» STATED TASK A: Return the listing exactly as it stands, everything from its first line down to the line containing "[[682, 497], [598, 11], [1071, 297]]".

» GIVEN PASSAGE:
☆ ☆ ☆

HashTable::HashTable(int s)
{
    size = s;
    List = new DynamicList[s];
    srand (time(NULL));
}

//Destructor: deallocates all dynamically allocated memory.
HashTable::~HashTable()
{
    List->clear();
    delete [] List;
}

//insert: insert's it's argument into the hash table.  calls the hash function to obtain an appropriate hash address.  Returns 0 if successful, -1 otherwise.
int HashTable::insert(std::string key)
{
    int index;
    index = hash(key);
    List[index].append(key);
    int numFound = List[index].find(key);
    if(numFound != -1)
    {
        std::cout << "Insert Successful" << std::endl;
        return 0;
    }
    else
    {
        std::cout << "Insert Failed HT" << std::endl;
        return -1;
    }
}

//remove: removes the first key matching it's argument from the hash table.  Returns 0 if successful, -1 otherwise.

☆ ☆ ☆

» PROVIDED INFORMATION:
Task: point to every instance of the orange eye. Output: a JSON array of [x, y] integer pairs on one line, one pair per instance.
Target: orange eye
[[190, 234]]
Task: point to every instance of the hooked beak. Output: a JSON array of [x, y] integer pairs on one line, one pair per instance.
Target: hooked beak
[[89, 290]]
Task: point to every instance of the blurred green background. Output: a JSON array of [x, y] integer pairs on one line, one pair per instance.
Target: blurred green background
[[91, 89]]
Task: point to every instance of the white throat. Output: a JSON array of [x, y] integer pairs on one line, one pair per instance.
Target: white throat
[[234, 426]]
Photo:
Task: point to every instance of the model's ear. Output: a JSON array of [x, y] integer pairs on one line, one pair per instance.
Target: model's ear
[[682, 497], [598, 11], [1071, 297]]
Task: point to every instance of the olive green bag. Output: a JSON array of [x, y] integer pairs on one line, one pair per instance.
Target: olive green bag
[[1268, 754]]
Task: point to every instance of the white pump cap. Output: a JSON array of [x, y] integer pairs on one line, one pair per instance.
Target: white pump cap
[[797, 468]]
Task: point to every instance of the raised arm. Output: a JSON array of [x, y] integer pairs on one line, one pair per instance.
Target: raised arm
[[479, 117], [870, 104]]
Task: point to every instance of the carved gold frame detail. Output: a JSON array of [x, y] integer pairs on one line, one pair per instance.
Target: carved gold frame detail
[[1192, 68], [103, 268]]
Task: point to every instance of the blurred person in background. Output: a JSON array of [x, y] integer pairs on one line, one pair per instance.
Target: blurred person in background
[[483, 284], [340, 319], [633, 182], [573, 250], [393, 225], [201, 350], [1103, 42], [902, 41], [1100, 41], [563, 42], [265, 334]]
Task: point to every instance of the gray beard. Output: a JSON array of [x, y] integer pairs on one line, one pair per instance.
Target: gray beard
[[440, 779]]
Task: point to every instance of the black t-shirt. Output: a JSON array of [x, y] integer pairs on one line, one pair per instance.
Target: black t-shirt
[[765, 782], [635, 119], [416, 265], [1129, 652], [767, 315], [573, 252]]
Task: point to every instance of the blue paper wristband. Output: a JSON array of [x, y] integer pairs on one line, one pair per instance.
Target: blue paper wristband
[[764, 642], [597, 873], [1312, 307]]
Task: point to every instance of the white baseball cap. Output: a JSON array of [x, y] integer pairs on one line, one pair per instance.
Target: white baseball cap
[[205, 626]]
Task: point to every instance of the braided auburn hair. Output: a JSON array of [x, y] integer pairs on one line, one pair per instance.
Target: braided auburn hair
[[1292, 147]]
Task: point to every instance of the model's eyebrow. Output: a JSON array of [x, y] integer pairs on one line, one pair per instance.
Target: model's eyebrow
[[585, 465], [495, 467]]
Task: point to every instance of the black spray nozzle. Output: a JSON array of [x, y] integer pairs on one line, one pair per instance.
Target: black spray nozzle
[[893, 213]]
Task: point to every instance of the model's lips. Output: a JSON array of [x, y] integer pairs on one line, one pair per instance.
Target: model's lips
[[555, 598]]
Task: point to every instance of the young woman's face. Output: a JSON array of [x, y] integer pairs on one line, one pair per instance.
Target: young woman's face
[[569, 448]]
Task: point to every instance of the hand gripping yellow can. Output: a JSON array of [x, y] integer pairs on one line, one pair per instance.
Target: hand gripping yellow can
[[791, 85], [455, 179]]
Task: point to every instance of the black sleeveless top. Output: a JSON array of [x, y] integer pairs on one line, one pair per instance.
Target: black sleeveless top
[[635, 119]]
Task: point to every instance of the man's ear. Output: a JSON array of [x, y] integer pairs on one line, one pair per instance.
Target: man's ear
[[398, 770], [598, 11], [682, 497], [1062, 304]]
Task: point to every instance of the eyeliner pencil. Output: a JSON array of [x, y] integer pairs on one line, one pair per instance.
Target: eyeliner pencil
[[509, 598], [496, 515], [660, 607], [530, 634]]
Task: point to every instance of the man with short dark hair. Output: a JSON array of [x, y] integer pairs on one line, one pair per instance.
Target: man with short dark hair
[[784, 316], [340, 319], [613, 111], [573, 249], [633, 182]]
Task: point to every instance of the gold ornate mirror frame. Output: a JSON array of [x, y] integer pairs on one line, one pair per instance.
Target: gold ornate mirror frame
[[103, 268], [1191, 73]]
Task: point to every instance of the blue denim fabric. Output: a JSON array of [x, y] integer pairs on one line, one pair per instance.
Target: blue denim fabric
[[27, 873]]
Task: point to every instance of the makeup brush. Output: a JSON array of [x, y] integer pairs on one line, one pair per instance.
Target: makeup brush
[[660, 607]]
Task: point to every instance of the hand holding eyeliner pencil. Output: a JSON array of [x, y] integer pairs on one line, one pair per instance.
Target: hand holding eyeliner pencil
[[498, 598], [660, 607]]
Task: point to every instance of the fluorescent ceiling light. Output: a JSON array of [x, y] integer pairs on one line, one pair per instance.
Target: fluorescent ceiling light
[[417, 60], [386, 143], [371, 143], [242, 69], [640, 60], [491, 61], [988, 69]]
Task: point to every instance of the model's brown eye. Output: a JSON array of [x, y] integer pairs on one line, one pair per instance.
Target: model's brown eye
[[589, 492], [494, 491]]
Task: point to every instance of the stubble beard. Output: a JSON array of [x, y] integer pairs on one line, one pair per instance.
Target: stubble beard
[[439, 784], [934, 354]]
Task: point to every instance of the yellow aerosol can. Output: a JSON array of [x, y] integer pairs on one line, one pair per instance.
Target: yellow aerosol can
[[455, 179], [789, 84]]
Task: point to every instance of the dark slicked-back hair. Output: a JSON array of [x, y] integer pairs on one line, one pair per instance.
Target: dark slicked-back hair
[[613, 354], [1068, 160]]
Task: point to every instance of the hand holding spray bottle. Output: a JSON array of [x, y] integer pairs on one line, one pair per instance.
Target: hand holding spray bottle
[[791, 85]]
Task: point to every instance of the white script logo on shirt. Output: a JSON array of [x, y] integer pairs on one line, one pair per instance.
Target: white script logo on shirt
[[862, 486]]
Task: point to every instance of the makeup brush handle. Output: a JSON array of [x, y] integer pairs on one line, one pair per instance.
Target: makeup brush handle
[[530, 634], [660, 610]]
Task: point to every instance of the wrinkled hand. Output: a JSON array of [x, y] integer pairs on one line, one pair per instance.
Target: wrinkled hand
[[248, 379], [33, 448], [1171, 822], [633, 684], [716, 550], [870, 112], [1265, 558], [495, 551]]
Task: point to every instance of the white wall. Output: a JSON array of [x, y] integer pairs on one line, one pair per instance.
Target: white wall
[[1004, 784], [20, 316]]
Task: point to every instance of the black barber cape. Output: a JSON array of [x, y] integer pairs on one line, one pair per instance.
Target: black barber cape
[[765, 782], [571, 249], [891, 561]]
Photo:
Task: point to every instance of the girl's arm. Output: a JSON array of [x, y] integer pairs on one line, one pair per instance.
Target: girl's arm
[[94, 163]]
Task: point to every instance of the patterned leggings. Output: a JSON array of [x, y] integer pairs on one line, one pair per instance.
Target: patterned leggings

☆ ☆ ☆

» STATED TASK B: Rename "HashTable" to "HashMap" in everything from "HashTable::HashTable(int s)" down to "dynamically allocated memory." in the hash table code, and give that part back with the change.

» CORRECT RESULT A:
Task: point to every instance of the orange eye. Output: a JSON array of [x, y] integer pairs on one line, one pair per instance.
Target: orange eye
[[190, 234]]
Task: point to every instance of the hooked beak. Output: a JSON array of [x, y] integer pairs on one line, one pair per instance.
Target: hooked beak
[[89, 290]]
Task: point to every instance of the blurred green background. Output: a JSON array of [x, y] integer pairs on one line, one pair per instance.
Target: blurred green background
[[91, 89]]
Task: point to every instance of the white throat. Output: a JSON array of [x, y] integer pairs on one line, one pair per instance.
Target: white throat
[[234, 426]]
Photo:
Task: point to every instance of the model's ear. Output: a JSON array of [x, y] integer pairs on one line, one pair per instance.
Target: model's ear
[[682, 497], [598, 11], [1071, 297]]

» CORRECT RESULT B:
HashMap::HashMap(int s)
{
    size = s;
    List = new DynamicList[s];
    srand (time(NULL));
}

//Destructor: deallocates all dynamically allocated memory.